Opinion: War on Terror Redux

The so-called Christmas bombing attempt – when Nigerian citizen Umar Farouk Abdulmutallab failed to bring down Northwest Airlines flight 253, which was headed from Amsterdam to Detroit – revived the debate on the aims and strategies of preventing and fighting terrorism. Once again there were references to the war on terror, the long war or the fight against Islamic extremism. Regardless of how one describes the struggle, or whether one is really gripped by world politics, it is hard to pretend that it is not our problem. After all, we all travel by plane, and as the new security measures are being discussed and introduced, this means of transportation has become even more exasperating and time-consuming. Anyone who has travelled since Christmas Day 2009, be it within Europe or on a transatlantic route, can testify to this. This is frustrating not only for globetrotters but also for infrequent-flyers who use Krakow’s Balice Airport every half-year or so.

More importantly however, are these kinds of media-hyped security enhancements the correct answer to the latest threat?

Security first?

First of all, what has changed since last Christmas? One might observe that in the department of airport security, officials have already started to introduce precautionary steps. One of the debated devices of the moment is the full-body scan, or the so-called “naked scanner”, which is to be installed at airports worldwide and which will be able to “see” everything, literally. There has also been talk about a new rule that will prohibit leaving one’s seat an hour after take-off and before touchdown. During this time, passengers will not be allowed to cover themselves with blankets. And for transatlantic flights, we will be required to arrive up to four hours before departure.

▸ **Raw data**

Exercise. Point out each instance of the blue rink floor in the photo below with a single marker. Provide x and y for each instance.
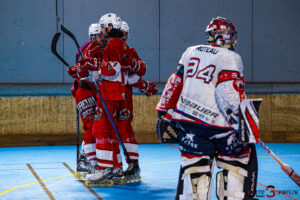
(43, 173)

▸ **Brief**
Reproduce the airport security opinion piece word for word, starting with "First of all, what" and going on through "hours before departure.". The lines above are separate material from the airport security opinion piece.

▸ **Task response**
First of all, what has changed since last Christmas? One might observe that in the department of airport security, officials have already started to introduce precautionary steps. One of the debated devices of the moment is the full-body scan, or the so-called “naked scanner”, which is to be installed at airports worldwide and which will be able to “see” everything, literally. There has also been talk about a new rule that will prohibit leaving one’s seat an hour after take-off and before touchdown. During this time, passengers will not be allowed to cover themselves with blankets. And for transatlantic flights, we will be required to arrive up to four hours before departure.